Supplied passage:

.....

One extension I had to do though was extend Java's Properties files to preserve order and allow duplicate keys. Then they can be used to populate drop-down options, too.

msbarnett3y ago

It's a neat idea but by intermixing code, presentation, and data you're going to run into a bunch of issues that the "traditional" approach avoids.

For one thing, we get our translations by handing a yaml file to external contractors. They don't need to squint at a file full of code to distinguish the bits of english that need translating from the bits that don't – they just have to translate the right side of every key, and there's specialized tooling to help them with this.

And for another, even in your toy example in the readme you've now lost a Single Source of Truth for certain presentation decisions. So now when some stakeholder comes to you and says they hate the italicization in the intro paragraph and to lose it ASAP, instead of taking the markup out of a common template that different data gets inserted into, you have to edit each language's version of the code to remove the markup (with all of the attendant ease of making errors that comes along when you lack a SPOT – easy to miss one language, etc). I'd expect these kinds of multiplication-of-edit problems to grow increasingly complex when you scale this approach beyond toy examples.

Basically this seems really hard to scale to large products, and doesn't play well with division of labour.

LeviticusMBOP3y ago

So let me just first say that just sending a CSV/JSON/YAML/whatever file to professional translators and expect good results back is just not going to work. We've done that and sometimes the context is just horribly wrong. The only way to get good results is for the translators to actually see the UI or even better run the app themselves.

But I'm interested to hear how you would solve the presentation issues you mention. I absolutely think the right way is to have translations be HTML fragments. How else would you know what part of the sentence should be italic or contain a hyperlink?

msbarnett3y ago

> So let me just first say that just sending a CSV/JSON/YAML/whatever file to professional translators and expect good results back is just not going to work. We've done that and sometimes the context is just horribly wrong. The only way to get good results is for the translators to actually see the UI or even better run the app themselves.

You give them some context, and let them ask you questions if they feel things are too ambiguous for them to produce an accurate translation for the context it will be used in. In some cases we will include a screenshot of the rendered English page/component/etc so that the translator can map the key values they're seeing to the presentation context.

.....

Data lines:
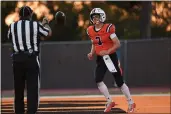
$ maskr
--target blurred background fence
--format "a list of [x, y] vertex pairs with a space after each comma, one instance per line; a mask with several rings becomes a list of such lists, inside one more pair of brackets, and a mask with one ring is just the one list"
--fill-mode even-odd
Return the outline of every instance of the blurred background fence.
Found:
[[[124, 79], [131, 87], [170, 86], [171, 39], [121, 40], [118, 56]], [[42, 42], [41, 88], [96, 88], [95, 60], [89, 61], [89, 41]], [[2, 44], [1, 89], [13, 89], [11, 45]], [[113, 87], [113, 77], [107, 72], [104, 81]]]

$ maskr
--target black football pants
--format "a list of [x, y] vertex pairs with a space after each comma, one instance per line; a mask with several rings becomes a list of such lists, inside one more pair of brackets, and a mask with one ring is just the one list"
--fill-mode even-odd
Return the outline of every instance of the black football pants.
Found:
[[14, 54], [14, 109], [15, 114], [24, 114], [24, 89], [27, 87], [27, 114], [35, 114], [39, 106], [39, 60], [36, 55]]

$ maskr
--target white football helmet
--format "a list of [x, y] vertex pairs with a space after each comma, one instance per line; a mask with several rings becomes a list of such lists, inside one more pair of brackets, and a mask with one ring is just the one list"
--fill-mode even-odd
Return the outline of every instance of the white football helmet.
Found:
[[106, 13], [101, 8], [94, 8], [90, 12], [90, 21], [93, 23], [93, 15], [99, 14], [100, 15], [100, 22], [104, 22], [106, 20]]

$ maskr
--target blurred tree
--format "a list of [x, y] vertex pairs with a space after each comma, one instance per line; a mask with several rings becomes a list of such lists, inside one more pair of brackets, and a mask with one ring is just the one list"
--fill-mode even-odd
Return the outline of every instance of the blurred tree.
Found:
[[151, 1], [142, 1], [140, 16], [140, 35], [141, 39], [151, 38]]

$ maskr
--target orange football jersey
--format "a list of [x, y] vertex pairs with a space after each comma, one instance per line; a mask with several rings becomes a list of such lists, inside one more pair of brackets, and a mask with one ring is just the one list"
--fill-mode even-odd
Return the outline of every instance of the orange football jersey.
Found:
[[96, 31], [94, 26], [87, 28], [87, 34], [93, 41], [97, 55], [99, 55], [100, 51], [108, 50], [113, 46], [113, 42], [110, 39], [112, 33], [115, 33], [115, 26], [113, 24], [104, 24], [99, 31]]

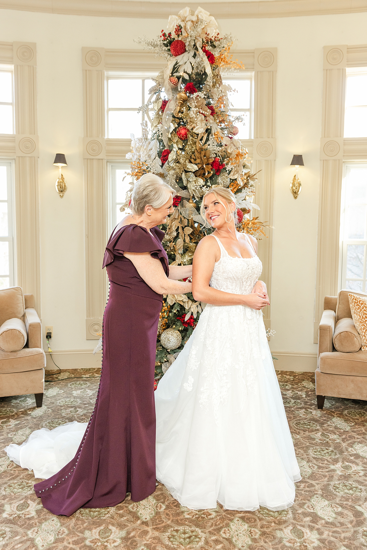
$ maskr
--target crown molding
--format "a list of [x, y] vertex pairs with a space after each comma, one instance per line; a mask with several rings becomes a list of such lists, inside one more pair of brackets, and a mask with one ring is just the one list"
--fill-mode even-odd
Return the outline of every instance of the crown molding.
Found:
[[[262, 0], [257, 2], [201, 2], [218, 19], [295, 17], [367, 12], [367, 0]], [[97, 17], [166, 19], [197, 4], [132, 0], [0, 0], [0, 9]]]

.....

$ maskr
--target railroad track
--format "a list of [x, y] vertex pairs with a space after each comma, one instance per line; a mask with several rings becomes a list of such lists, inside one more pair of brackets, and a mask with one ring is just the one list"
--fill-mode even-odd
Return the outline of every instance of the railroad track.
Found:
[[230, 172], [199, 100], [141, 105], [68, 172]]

.....

To-do list:
A. Answer these questions about the forum thread on translation:
(i) What two capabilities did the first commenter add to Java's Properties files?
(ii) What kind of file does msbarnett's team hand to external contractors to get translations?
(iii) What does msbarnett's team sometimes include so the translator can map key values to their presentation context?
B. From the forum thread on translation, write out the passage starting at "And for another, even" and ending at "beyond toy examples.".

Answers provided:
A.
(i) Preserving order and allowing duplicate keys.
(ii) A yaml file.
(iii) A screenshot of the rendered English page or component.

B.
And for another, even in your toy example in the readme you've now lost a Single Source of Truth for certain presentation decisions. So now when some stakeholder comes to you and says they hate the italicization in the intro paragraph and to lose it ASAP, instead of taking the markup out of a common template that different data gets inserted into, you have to edit each language's version of the code to remove the markup (with all of the attendant ease of making errors that comes along when you lack a SPOT – easy to miss one language, etc). I'd expect these kinds of multiplication-of-edit problems to grow increasingly complex when you scale this approach beyond toy examples.